[Pointing dataset excerpts]
----

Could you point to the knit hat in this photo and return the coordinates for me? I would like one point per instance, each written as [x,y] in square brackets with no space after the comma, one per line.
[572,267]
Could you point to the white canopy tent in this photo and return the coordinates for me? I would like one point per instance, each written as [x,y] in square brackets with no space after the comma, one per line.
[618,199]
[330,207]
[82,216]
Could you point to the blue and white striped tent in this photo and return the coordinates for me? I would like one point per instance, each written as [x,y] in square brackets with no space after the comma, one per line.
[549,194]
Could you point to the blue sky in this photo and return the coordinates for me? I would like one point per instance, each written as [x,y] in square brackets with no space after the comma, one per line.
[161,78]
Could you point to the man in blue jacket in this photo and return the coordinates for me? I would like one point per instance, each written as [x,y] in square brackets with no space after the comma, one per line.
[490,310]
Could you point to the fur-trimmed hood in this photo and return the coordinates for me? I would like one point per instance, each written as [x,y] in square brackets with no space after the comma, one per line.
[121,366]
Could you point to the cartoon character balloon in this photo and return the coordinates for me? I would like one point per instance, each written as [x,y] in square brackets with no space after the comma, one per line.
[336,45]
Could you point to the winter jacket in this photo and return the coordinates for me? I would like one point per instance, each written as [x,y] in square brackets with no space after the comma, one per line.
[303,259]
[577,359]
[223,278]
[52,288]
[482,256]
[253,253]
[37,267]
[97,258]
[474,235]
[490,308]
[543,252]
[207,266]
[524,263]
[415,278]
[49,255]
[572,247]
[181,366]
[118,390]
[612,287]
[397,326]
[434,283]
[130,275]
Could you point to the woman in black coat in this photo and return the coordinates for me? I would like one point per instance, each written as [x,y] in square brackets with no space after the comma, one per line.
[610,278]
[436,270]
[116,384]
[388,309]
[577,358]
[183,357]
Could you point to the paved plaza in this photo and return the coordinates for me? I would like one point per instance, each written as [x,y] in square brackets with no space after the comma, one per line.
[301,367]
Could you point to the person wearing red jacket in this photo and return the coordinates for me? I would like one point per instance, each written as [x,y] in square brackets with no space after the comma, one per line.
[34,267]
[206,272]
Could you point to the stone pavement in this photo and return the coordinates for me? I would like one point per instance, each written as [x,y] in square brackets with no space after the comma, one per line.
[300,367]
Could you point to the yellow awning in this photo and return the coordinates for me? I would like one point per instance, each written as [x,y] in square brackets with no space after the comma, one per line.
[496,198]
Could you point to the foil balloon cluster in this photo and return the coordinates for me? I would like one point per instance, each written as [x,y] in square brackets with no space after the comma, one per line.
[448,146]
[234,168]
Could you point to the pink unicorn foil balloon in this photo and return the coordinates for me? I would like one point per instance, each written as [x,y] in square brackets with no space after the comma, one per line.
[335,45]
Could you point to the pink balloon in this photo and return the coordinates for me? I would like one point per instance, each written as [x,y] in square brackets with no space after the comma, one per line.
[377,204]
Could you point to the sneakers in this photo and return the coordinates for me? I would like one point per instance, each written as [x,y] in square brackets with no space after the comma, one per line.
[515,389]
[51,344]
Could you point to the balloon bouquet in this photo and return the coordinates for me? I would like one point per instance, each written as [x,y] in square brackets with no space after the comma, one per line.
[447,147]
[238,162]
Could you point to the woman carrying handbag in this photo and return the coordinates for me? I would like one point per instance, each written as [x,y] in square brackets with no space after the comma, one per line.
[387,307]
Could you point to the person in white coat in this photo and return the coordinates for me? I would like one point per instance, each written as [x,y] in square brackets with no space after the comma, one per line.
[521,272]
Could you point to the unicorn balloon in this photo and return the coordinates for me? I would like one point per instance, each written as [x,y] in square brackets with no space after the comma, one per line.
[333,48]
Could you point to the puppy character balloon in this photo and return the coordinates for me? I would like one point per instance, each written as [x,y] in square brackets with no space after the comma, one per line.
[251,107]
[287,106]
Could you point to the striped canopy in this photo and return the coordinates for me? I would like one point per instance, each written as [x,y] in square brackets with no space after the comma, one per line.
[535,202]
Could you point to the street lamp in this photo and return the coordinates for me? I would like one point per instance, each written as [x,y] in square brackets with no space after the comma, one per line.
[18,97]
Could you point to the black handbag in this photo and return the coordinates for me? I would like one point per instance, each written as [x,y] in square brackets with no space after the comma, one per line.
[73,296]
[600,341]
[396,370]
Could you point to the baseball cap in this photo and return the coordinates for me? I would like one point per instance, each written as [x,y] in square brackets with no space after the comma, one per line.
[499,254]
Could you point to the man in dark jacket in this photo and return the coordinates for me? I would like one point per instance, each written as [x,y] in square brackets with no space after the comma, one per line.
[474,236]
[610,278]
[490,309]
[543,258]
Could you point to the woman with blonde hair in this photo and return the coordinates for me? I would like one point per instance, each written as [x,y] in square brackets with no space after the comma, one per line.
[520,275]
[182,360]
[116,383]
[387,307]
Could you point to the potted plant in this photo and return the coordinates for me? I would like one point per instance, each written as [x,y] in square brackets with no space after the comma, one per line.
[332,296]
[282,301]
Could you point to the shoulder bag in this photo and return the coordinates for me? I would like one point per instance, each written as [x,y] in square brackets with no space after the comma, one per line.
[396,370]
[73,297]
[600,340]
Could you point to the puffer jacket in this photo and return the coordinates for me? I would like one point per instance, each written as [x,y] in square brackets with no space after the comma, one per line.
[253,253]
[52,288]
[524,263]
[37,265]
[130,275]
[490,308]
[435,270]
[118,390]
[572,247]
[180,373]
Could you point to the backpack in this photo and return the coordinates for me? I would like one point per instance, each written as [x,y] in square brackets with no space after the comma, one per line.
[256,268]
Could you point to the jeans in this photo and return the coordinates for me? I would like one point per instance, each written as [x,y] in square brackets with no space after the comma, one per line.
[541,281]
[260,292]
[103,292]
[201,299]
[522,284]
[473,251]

----

* Stated exercise *
Copy the records above line for line, with no changes.

* Exercise output *
Could you point to the knit hat in this photo and return the coordinates for me? I would like one point per instance, each written as [x,y] in square brackets with no space after the comma, one per line.
[572,267]
Could you point to the white canopy tent in this photo and return the coordinates for me? I would like one point per instance, each written as [x,y] in square brackets with no space after the comma, one per line.
[618,199]
[330,207]
[82,216]
Could you point to the blue and white striped tent in this photo and return the coordinates for me? I would like one point per instance, each written as [x,y] in square brackets with no space after the comma, one per line.
[549,194]
Could you point to the blue sky in this photo and return the coordinates for me? I would like one point per instance, each written as [x,y] in square brackets with no space after the comma, one per line.
[161,78]
Could you point to the man in blue jacket in this photo and return the coordinates for me? I would like one point per instance, each written as [x,y] in square brackets with no space after the comma, one per line.
[490,310]
Could you point to the fur-trimmed hood in this photo and return the coordinates for me? I would like one point per instance, each written as [x,y] in square brackets with no space after the comma, one per line.
[121,366]
Could you point to the cartoon character balloon in this photo and return the coordinates for me? I would like one point per instance, each written as [x,y] in square brackets with no space after the comma, one per line.
[336,45]
Could you point to the winter jacket in this photo and return the coordinates for me? I would like one point per instance, each written as [x,y] in square brackets with no space after the comma, one per line.
[303,259]
[577,359]
[223,278]
[52,288]
[482,256]
[253,253]
[37,267]
[97,258]
[474,235]
[490,308]
[543,252]
[207,266]
[524,263]
[415,278]
[49,255]
[572,247]
[181,366]
[118,390]
[612,287]
[397,326]
[434,283]
[130,275]
Could you point to the woman in black coat in this photo and return the coordinates for me? I would like one point per instance, each written as [x,y] in square brackets with no space after the comma, one per line.
[610,278]
[436,270]
[116,384]
[388,309]
[577,358]
[183,357]
Could you point to the paved plaza in this photo and return the coordinates for me? I would like one point per instance, each written as [x,y] in square brackets with no space after the comma, one per line.
[301,367]
Could you point to the person wearing red jacket in this photo and return the coordinates for me? I would like one point per instance, each written as [x,y] in square brackets with no space after the comma, one per line.
[34,267]
[206,272]
Could you point to the stone pavement in this photo and return the coordinates for me? I would like one point per instance, each written as [x,y] in square brackets with no space after the comma, one per line.
[300,367]
Could you point to the yellow awning in this photo and return the coordinates for me? I would like one point per instance, each written as [x,y] in square brackets with no space after the comma, one per line.
[496,198]
Could you point to the foil balloon cluster in this photo and return the coordinates for me? I would like one point per instance, each written as [x,y] in square brackets with no space after the comma, one per line.
[448,146]
[234,168]
Could you point to the pink unicorn foil balloon in this photo and return the coordinates for me? I would like one point per instance, each written as [x,y] in square brackets with no space after the comma, one per line.
[335,45]
Could you point to the pink balloon in this photo and return the coordinates for me? I would like one point per instance, each written as [x,y] in square brackets with no space after the comma, one per line.
[377,204]
Could you point to the sneakers in this photo and return the coordinates for me? I would like one point per instance, each written as [x,y] in square brackets with no space after the comma, one per line.
[515,389]
[51,344]
Could you point to the balloon bouquet in this photo and return the coordinates for me? I would like one point per instance, each written as [x,y] in square brackets with no space after the comma, one per line.
[447,147]
[238,162]
Could you point to the woman carrying handbag in this photo and return the coordinates for me? I would like one point per instance, each written as [x,y] in square brackets with no space after the comma, one per line.
[387,307]
Could you point to the person in white coat in this photo and return the coordinates for me? I would like one point per instance, each written as [x,y] in square brackets with no space after the comma, one per line.
[521,272]
Could you point to the unicorn balloon in this photo and return the coordinates for me? I would like one point per instance, each written as [x,y] in square brackets with no space after the comma, one per line.
[333,48]
Could you point to the puppy character balloon in this photo and return the coordinates for me? I would like one point per instance, each written as [x,y] in square brackets with no space after the comma, one per line.
[251,107]
[287,106]
Could you point to the striped canopy in this photo and return the coordinates for me? I would like one point per instance, each written as [x,y] in square brackets with no space after the comma, one per line.
[535,202]
Could you point to the street lamp in this photo and return the coordinates for me? I would like one point per instance, each written as [x,y] in square brackets with no space after the comma, one per line.
[18,97]
Could you point to the black handbag in this photo and return the coordinates for me? I would like one point per instance, each written as [x,y] in square brackets with no space after the comma, one per line.
[73,296]
[600,341]
[396,370]
Could you point to the baseball cap in this photo and return the coordinates for me? I would like one point per instance, each written as [x,y] in square brackets with no space after the comma, one per line.
[499,254]
Could you point to the man in dark jacket in this photo and return the coordinates for me? I would like one point per instance, each written as [x,y] in square brackets with no space after the comma, one per line.
[474,236]
[610,278]
[490,309]
[543,258]
Could you point to the woman with blonde hair in this photo and return the coordinates for me? I would like one point per instance, each written as [x,y] in square brackets with no space after the comma, one per line.
[520,275]
[182,360]
[116,383]
[387,307]
Could you point to the potted plant in this photo and return the coordinates for me? I would like one point per instance, each written as [x,y] in square brackets with no space after the comma, one per line.
[332,296]
[282,301]
Could you point to the shoulder bag in this photo and return the coordinates for me? I would like one point per instance, each written as [x,y] in square brackets with no space after the comma, one per line.
[396,370]
[73,297]
[600,340]
Could you point to the puffer jacket in this photo and return the coordinates for me? I would like one point per instance, each written as [x,y] in square brackets with no space after the comma, one per line.
[253,253]
[52,288]
[524,263]
[37,265]
[130,275]
[490,308]
[435,270]
[118,390]
[572,247]
[180,373]
Could you point to the backpack in this photo and return the coordinates for me? I would like one point per instance, each written as [x,y] in square brackets with no space after the comma, one per line.
[256,268]
Could you point to the jeans in this photo and return the coordinates for me? I would like one point per instance, each written as [x,y] in square brackets with no space after the comma, one per line.
[541,281]
[260,292]
[103,292]
[201,299]
[522,284]
[473,251]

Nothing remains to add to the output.